• [CHALLENGES]
[a] Please reproduce the passage of the article on smartphone AI chips from "The new breed" up to and including "like a human).".
[b] Answer these questions using the article on smartphone AI chips:
(i) What component does the iPhone X have as part of its A11 Bionic chip?
(ii) What are the layers of computation in deep learning called?
(iii) What would a machine learning system have to be told in order to recognize cats?

** start of SELECTED EXTRACT **

What Do the AI Chips in New Smartphones Actually Do?
Artificial intelligence is coming to your phone. The iPhone X has a Neural Engine as part of its A11 Bionic chip; the Huawei Kiri 970 chip has what’s called a Neural Processing Unit or NPU on it; and the Pixel 2 has a secret AI-powered imaging chip that just got activated. So what exactly are these next-gen chips designed to do?
As mobile chipsets have grown smaller and more sophisticated, they’ve started to take on more jobs and more different kinds of jobs. Case in point, integrated graphics—GPUs now sit alongside CPUs at the heart of high-end smartphones, handling all the heavy lifting for the visuals so the main processor can take a breather or get busy with something else.
The new breed of AI chips are very similar—only this time the designated tasks are recognizing pictures of your pets rather than rendering photo-realistic FPS backgrounds.
What we talk about when we talk about AI
AI, or artificial intelligence, means just that. The scope of the term tends to shift and evolve over time, but broadly speaking it’s anything where a machine can show human-style thought and reasoning.
A person hidden behind a screen operating levers on a mechanical robot is artificial intelligence in the broadest sense—of course today’s AI is way beyond that, but having a programmer code responses into a computer system is just a more advanced version of getting the same end result (a robot that acts like a human).
As for computer science and the smartphones in your pocket, here AI tends to be more narrowly defined. In particular it usually involves machine learning, the ability for a system to learn outside of its original programming, and deep learning, which is a type of machine learning that tries to mimic the human brain with many layers of computation. Those layers are called neural networks, based on the neural networks inside our heads.
So machine learning might be able to spot a spam message in your inbox based on spam it’s seen before, even if the characteristics of the incoming email weren’t originally coded into the filter—it’s learned what spam email is.
Deep learning is very similar, just more advanced and nuanced, and better at certain tasks, especially in computer vision—the “deep” bit means a whole lot more data, more layers, and smarter weighting. The most well-known example is being able to recognize what a dog looks like from a million pictures of dogs.
Plain old machine learning could do the same image recognition task, but it would take longer, need more manual coding, and not be as accurate, especially as the variety of images increased. With the help of today’s superpowered hardware, deep learning (a particular approach to machine learning, remember), is much better at the job.
To put it another way, a machine learning system would have to be told that cats had whiskers to be able to recognize cats. A deep learning system would work out that cats had whiskers on its own.
Bear in mind that an AI expert could write a volume of books on the concepts we’ve just covered in a couple of paragraphs, so we’ve had to simplify it, but those are the basic ideas you need to know.

** end of SELECTED EXTRACT **
** start of DATASET EXTRACT **

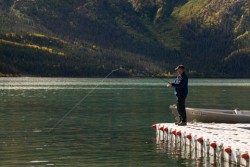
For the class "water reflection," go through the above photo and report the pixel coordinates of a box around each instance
[0,78,250,167]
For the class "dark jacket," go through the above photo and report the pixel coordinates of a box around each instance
[172,72,188,97]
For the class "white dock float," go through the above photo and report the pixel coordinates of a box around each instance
[152,123,250,167]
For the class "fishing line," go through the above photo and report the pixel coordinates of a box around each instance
[49,69,119,133]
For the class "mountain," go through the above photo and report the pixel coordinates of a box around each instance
[0,0,250,77]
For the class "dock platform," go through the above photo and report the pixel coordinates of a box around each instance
[152,123,250,167]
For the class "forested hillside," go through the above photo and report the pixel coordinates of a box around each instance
[0,0,250,77]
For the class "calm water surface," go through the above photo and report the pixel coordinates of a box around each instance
[0,78,250,167]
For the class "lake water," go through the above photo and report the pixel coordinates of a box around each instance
[0,78,250,167]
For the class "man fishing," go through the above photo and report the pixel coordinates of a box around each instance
[168,65,188,126]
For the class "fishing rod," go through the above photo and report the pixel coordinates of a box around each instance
[49,69,119,133]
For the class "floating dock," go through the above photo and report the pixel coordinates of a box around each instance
[152,123,250,167]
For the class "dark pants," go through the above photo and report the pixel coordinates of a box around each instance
[177,96,187,122]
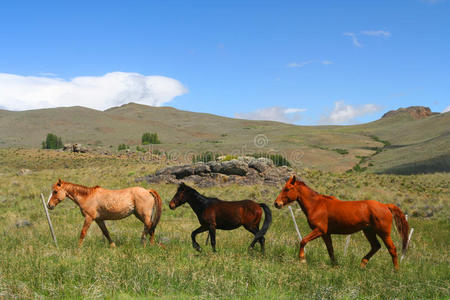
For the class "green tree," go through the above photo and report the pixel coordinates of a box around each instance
[142,132,161,145]
[42,133,63,149]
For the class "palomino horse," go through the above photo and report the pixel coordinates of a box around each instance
[47,179,162,247]
[274,175,409,270]
[169,183,272,252]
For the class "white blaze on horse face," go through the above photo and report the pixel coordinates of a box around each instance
[47,192,53,206]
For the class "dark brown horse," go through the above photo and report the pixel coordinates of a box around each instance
[274,176,409,270]
[47,179,162,247]
[169,183,272,252]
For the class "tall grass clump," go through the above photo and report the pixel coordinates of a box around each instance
[42,133,64,149]
[251,153,291,167]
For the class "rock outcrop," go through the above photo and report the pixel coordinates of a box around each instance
[136,157,295,187]
[381,106,433,120]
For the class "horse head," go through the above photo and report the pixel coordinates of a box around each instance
[169,182,189,209]
[47,179,67,209]
[274,175,300,208]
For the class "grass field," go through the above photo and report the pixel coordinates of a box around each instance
[0,149,450,299]
[0,103,450,174]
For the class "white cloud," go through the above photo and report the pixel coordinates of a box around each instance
[344,32,362,47]
[0,72,188,110]
[361,30,391,37]
[319,101,380,124]
[235,106,306,123]
[287,61,311,68]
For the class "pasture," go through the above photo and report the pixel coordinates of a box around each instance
[0,149,450,299]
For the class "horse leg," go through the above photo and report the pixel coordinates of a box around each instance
[95,220,116,248]
[298,228,323,263]
[134,212,154,247]
[244,225,264,252]
[322,234,337,264]
[191,225,212,252]
[78,215,92,247]
[381,234,399,271]
[209,225,216,252]
[361,228,381,268]
[259,236,266,254]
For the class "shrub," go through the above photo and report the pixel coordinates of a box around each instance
[192,151,218,163]
[141,132,161,145]
[42,133,64,149]
[136,145,147,153]
[117,144,130,151]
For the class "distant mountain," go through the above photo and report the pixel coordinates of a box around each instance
[0,103,450,174]
[381,106,436,120]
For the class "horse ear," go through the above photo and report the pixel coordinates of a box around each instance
[291,175,297,184]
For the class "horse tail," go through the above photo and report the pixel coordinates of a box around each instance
[252,203,272,243]
[386,204,409,254]
[148,189,162,233]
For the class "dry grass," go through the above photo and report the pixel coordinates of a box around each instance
[0,150,450,299]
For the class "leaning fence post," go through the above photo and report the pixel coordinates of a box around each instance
[289,206,306,252]
[41,193,58,247]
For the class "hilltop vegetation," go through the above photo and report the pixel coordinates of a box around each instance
[0,103,450,174]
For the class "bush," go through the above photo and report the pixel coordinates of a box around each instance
[141,132,161,145]
[117,144,130,151]
[251,153,291,167]
[192,151,219,163]
[42,133,64,149]
[136,145,147,153]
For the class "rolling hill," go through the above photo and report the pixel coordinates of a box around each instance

** end of DATASET EXTRACT **

• [ANSWERS PROVIDED]
[a]
The new breed of AI chips are very similar—only this time the designated tasks are recognizing pictures of your pets rather than rendering photo-realistic FPS backgrounds.
What we talk about when we talk about AI
AI, or artificial intelligence, means just that. The scope of the term tends to shift and evolve over time, but broadly speaking it’s anything where a machine can show human-style thought and reasoning.
A person hidden behind a screen operating levers on a mechanical robot is artificial intelligence in the broadest sense—of course today’s AI is way beyond that, but having a programmer code responses into a computer system is just a more advanced version of getting the same end result (a robot that acts like a human).

[b]
(i) A Neural Engine.
(ii) Neural networks.
(iii) That cats had whiskers.